--- AVAILABLE DATA Enclosed Below ---

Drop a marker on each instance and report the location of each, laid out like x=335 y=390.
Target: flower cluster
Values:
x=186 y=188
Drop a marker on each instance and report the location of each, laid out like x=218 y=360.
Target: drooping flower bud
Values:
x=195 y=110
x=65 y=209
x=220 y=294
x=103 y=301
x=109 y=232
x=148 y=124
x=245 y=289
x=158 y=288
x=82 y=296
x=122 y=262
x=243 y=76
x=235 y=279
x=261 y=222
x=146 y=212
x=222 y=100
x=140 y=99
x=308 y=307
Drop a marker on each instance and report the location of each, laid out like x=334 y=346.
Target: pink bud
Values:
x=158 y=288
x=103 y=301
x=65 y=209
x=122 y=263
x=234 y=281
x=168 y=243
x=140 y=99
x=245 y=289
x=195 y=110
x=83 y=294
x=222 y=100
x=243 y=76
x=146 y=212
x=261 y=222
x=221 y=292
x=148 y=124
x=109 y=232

--- End of Enclosed AVAILABLE DATA ---

WORK REQUIRED: What is needed here is an exact reproduction of all the entries.

WRITTEN RESPONSE:
Drop a marker on each instance and report the location of each, laid out like x=335 y=390.
Target: flower cluster
Values:
x=186 y=188
Drop a marker on each instance and report the location of each, laid out like x=218 y=360.
Target: drooping flower bud
Values:
x=195 y=110
x=65 y=209
x=220 y=294
x=103 y=301
x=109 y=232
x=148 y=124
x=245 y=289
x=158 y=288
x=82 y=296
x=122 y=262
x=243 y=76
x=235 y=279
x=261 y=222
x=146 y=212
x=222 y=100
x=140 y=99
x=308 y=307
Drop a marker on each instance and report the location of each, laid out like x=334 y=346.
Target: pink bud
Values:
x=158 y=288
x=103 y=301
x=65 y=209
x=122 y=263
x=234 y=281
x=168 y=243
x=140 y=99
x=245 y=289
x=195 y=110
x=83 y=294
x=222 y=100
x=243 y=76
x=146 y=212
x=261 y=222
x=221 y=292
x=148 y=124
x=109 y=232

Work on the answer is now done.